BEGIN THE DATA
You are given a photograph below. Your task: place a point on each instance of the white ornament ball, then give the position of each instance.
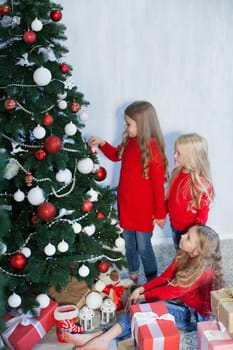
(36, 196)
(64, 175)
(85, 166)
(89, 230)
(26, 251)
(93, 195)
(83, 271)
(14, 300)
(83, 117)
(120, 243)
(36, 25)
(50, 249)
(39, 132)
(99, 286)
(62, 246)
(42, 76)
(77, 227)
(94, 300)
(3, 248)
(19, 196)
(62, 104)
(70, 129)
(43, 300)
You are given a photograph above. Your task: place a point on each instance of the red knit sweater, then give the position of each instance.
(196, 296)
(178, 200)
(140, 200)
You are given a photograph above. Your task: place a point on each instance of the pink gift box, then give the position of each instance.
(22, 337)
(157, 331)
(212, 337)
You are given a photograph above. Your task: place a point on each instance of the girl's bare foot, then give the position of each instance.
(79, 339)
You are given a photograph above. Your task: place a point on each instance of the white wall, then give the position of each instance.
(178, 54)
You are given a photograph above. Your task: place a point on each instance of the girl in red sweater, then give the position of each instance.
(140, 195)
(185, 286)
(190, 189)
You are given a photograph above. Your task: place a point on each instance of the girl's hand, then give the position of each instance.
(160, 222)
(136, 297)
(95, 140)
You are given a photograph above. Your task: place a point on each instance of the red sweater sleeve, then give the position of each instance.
(110, 152)
(156, 174)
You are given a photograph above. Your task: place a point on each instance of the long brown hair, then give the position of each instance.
(148, 127)
(208, 258)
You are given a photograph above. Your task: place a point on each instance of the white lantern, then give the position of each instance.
(77, 227)
(86, 316)
(108, 311)
(62, 246)
(42, 76)
(83, 117)
(39, 132)
(83, 271)
(62, 104)
(85, 166)
(50, 249)
(14, 300)
(43, 300)
(70, 129)
(94, 300)
(36, 25)
(36, 196)
(19, 196)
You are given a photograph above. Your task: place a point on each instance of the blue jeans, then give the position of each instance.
(138, 245)
(181, 313)
(176, 235)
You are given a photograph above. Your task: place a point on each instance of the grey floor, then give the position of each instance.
(164, 254)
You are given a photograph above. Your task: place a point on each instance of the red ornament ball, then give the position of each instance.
(64, 68)
(47, 119)
(29, 37)
(52, 144)
(18, 261)
(4, 9)
(100, 174)
(9, 104)
(74, 107)
(40, 154)
(87, 205)
(99, 215)
(56, 15)
(103, 267)
(46, 211)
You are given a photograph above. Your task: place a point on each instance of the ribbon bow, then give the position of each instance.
(23, 319)
(141, 318)
(117, 292)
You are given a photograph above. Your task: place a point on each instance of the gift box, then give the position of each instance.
(212, 335)
(126, 344)
(222, 306)
(153, 327)
(24, 331)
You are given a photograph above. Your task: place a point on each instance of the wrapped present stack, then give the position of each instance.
(153, 327)
(218, 334)
(25, 330)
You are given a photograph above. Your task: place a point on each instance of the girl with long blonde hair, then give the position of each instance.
(140, 195)
(190, 191)
(184, 286)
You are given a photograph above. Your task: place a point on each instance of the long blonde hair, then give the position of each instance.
(148, 127)
(208, 258)
(193, 150)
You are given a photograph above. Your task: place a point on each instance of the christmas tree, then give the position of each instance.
(62, 219)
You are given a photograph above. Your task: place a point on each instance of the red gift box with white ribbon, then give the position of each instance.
(153, 328)
(24, 331)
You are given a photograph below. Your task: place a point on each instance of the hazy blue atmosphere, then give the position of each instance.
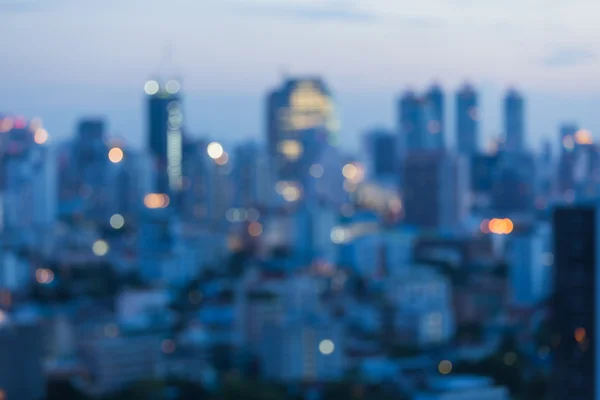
(63, 59)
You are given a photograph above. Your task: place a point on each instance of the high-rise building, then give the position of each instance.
(513, 183)
(194, 195)
(467, 115)
(437, 126)
(575, 303)
(383, 155)
(165, 119)
(21, 369)
(435, 190)
(298, 108)
(252, 176)
(514, 121)
(91, 163)
(420, 122)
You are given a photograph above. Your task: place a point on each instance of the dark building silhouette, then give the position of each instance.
(574, 305)
(383, 153)
(21, 370)
(420, 121)
(467, 116)
(514, 121)
(434, 189)
(165, 117)
(298, 106)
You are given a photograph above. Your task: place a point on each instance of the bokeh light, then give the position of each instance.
(172, 86)
(316, 170)
(445, 367)
(100, 248)
(326, 347)
(255, 229)
(44, 276)
(290, 193)
(40, 136)
(223, 159)
(168, 346)
(214, 150)
(156, 200)
(499, 226)
(115, 155)
(151, 87)
(580, 334)
(117, 221)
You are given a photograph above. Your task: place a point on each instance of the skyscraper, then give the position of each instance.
(383, 154)
(575, 303)
(165, 118)
(436, 126)
(435, 185)
(300, 113)
(299, 105)
(514, 121)
(466, 120)
(566, 161)
(91, 154)
(419, 122)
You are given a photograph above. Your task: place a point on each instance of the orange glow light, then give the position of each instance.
(40, 136)
(500, 226)
(115, 155)
(579, 334)
(156, 200)
(485, 226)
(255, 229)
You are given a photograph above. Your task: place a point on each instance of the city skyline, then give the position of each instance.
(345, 42)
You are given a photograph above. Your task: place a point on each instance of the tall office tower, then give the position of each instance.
(125, 188)
(467, 115)
(165, 119)
(383, 152)
(21, 364)
(195, 195)
(91, 163)
(419, 128)
(27, 183)
(513, 184)
(437, 126)
(567, 158)
(251, 176)
(435, 190)
(575, 304)
(514, 121)
(299, 108)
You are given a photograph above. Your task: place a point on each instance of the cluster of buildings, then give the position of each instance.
(293, 260)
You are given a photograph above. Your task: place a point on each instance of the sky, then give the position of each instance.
(65, 59)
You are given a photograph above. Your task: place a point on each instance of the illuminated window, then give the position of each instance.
(291, 149)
END THE DATA
Swap every "photograph" in the lines above for "image", and reproduce all the lines with nothing else changed. Leave the pictures out.

You are given a image below. Your task: place a point on each instance of the white ornament ball, then give the position of each instance.
(36, 196)
(64, 175)
(85, 166)
(89, 230)
(26, 251)
(93, 195)
(83, 271)
(14, 300)
(83, 117)
(120, 243)
(36, 25)
(50, 249)
(39, 132)
(99, 286)
(62, 246)
(42, 76)
(77, 227)
(94, 300)
(3, 248)
(19, 196)
(62, 104)
(70, 129)
(43, 300)
You are given a image above. Your task: place a point on each instance of the red knit sweater, then give the position of each instance.
(196, 296)
(178, 200)
(140, 200)
You are given a image above. Your task: place a point on each instance of the pink gift box, then give the position of each instance.
(22, 337)
(157, 331)
(212, 337)
You are given a image above. Your task: place a point on each instance of the girl's bare foot, then give the position of each instance.
(79, 339)
You are given a image above. Your task: place a point on each instance of the white wall, then give the position of each instance.
(178, 54)
You are given a image above. Your task: place a point on each instance of the girl in red sweater, then give the position of each instance.
(140, 195)
(185, 286)
(190, 189)
You are given a image above. Your task: place a point on each instance of the girl's hand, then give the position of each instance.
(160, 222)
(136, 297)
(95, 140)
You are given a image above. Your task: place a point on each instance of the red sweater sleeve, then give the position of each instance.
(110, 152)
(156, 174)
You are given a image above. Your task: place a point on each instance of the long brown hair, then give the position of each instance.
(148, 127)
(208, 258)
You are given a image above. Your task: place a point on each instance of the white lantern, then give the position of each instance.
(77, 227)
(86, 316)
(108, 311)
(62, 246)
(42, 76)
(83, 117)
(39, 132)
(83, 271)
(62, 104)
(85, 166)
(50, 249)
(14, 300)
(43, 300)
(70, 129)
(94, 300)
(36, 25)
(36, 196)
(19, 196)
You are given a image above. Your task: place a point on each instance of the blue jeans, then give the position of each instance.
(138, 245)
(181, 313)
(176, 235)
You are given a image above. Your task: place a point on each instance of the grey floor, then give the position of each instance.
(164, 254)
You are given a image above. Your task: place a point on each instance of the red ornament ball, then give the position of each instance.
(64, 68)
(47, 119)
(29, 37)
(52, 144)
(18, 261)
(4, 9)
(100, 174)
(9, 104)
(74, 107)
(40, 154)
(87, 205)
(99, 215)
(56, 15)
(103, 267)
(46, 211)
You are given a image above. Your task: place a point on each instance of the ribbon bow, then give the position of each instance.
(23, 319)
(141, 318)
(117, 292)
You are given a image above. Your task: place a point on each instance of the gift box, then give the position of each instance.
(212, 335)
(126, 344)
(222, 306)
(153, 327)
(24, 331)
You are given a image above. Your task: place a point on each instance of the wrapped present stack, then give the position of each instance.
(153, 327)
(218, 334)
(25, 330)
You are given a image above. Your task: place a point on each instance of the girl with long blonde hair, then give the position of each instance.
(140, 195)
(190, 191)
(184, 286)
You are given a image above. Your task: place a point on each instance of the long blonde hair, then give the position of each instance.
(148, 127)
(208, 258)
(193, 150)
You are given a image above. Your task: place a point on each instance of the christmas tree, then give the position of each instance.
(62, 219)
You are given a image above. Your task: place a point on each instance of the red gift box with white ribbon, then give the position of each instance.
(153, 328)
(24, 331)
You are given a image below. Your task: place a point on each instance of the hazy blue atmosphere, then give the position of each instance.
(63, 59)
You are given a image above. Your task: place a point on each instance of the high-rise building, then give the position of each instance.
(513, 183)
(194, 195)
(467, 115)
(437, 126)
(575, 303)
(383, 155)
(165, 119)
(21, 369)
(435, 190)
(298, 108)
(252, 176)
(514, 121)
(91, 163)
(420, 122)
You are given a image above. Your task: place a point on each instance of the dark building silhouette, then give the position of each instance.
(574, 305)
(383, 153)
(21, 370)
(420, 121)
(467, 116)
(514, 121)
(434, 189)
(165, 117)
(298, 106)
You are given a image above. Your task: place a point on each instance of the bokeh light, then give the position of each instance.
(172, 86)
(316, 170)
(445, 367)
(100, 248)
(326, 347)
(255, 229)
(44, 276)
(290, 193)
(40, 136)
(223, 159)
(168, 346)
(214, 150)
(156, 200)
(499, 226)
(115, 155)
(151, 87)
(580, 334)
(117, 221)
You are given a image above. Your task: place a point on each instance of the skyscraper, then give the position of each instance.
(383, 154)
(575, 303)
(165, 118)
(436, 126)
(435, 185)
(300, 113)
(299, 105)
(514, 121)
(466, 120)
(566, 161)
(91, 154)
(419, 122)
You are given a image above. Your task: place a point on each instance of the orange glow light, then give the position of each instance.
(40, 136)
(500, 226)
(115, 155)
(579, 334)
(156, 200)
(485, 226)
(255, 229)
You are given a image above. Your task: place a point on each instance of the city skyline, then give the position of each instance.
(345, 42)
You are given a image above. Your task: place a point on each instance of the tall office tower, then give the position of each instance.
(125, 188)
(467, 115)
(165, 119)
(383, 152)
(21, 364)
(195, 195)
(91, 163)
(419, 128)
(27, 183)
(513, 184)
(437, 126)
(567, 158)
(251, 176)
(435, 190)
(575, 304)
(514, 121)
(299, 108)
You are given a image above. Your task: place a point on each instance of the cluster of buildings, then give the position of each instance.
(293, 260)
You are given a image above. Your task: place a point on each instance of the sky, then give the position of each instance.
(65, 59)
You are given a image above. Your task: place a point on each instance of the illuminated window, then give the position of each instance.
(291, 149)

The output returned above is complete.